◆ Problem description: Find every line in the data below that contains the word "blue" and copy each of those lines in full. Letter case matters.
-- -- --
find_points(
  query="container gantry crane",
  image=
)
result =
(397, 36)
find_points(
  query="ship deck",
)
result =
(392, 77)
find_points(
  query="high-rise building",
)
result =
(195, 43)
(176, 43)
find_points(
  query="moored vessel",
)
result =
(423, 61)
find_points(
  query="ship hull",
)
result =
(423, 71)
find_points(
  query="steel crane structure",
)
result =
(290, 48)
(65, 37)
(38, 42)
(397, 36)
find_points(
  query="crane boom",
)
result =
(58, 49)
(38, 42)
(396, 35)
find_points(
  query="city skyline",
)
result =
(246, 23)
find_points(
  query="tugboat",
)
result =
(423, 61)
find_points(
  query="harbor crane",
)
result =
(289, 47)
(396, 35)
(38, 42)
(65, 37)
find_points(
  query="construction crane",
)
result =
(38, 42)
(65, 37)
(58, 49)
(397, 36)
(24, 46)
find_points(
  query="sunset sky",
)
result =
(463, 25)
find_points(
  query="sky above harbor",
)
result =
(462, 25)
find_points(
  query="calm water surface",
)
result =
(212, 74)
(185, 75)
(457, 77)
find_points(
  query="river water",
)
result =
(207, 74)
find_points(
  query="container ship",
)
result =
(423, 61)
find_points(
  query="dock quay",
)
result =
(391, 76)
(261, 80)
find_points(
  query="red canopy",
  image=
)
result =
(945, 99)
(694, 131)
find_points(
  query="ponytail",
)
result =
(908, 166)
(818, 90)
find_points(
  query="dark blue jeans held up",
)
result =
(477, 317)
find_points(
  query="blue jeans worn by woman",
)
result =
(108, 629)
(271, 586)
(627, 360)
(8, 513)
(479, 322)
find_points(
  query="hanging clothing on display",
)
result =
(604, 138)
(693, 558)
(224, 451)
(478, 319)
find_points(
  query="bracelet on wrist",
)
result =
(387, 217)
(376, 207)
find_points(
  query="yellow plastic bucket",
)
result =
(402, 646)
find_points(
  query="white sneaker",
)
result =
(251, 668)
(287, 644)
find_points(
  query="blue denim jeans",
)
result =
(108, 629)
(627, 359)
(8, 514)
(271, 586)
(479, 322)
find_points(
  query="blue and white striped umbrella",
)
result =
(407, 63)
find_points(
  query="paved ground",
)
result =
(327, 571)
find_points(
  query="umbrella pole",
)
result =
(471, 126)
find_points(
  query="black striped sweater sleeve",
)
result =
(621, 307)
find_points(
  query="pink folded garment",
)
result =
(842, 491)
-- -- --
◆ Solution to the problem:
  query="dark blue jeans held up",
  query="blue jeans worn by woman",
  query="blue denim jeans",
  query="blue and white striped umbrella",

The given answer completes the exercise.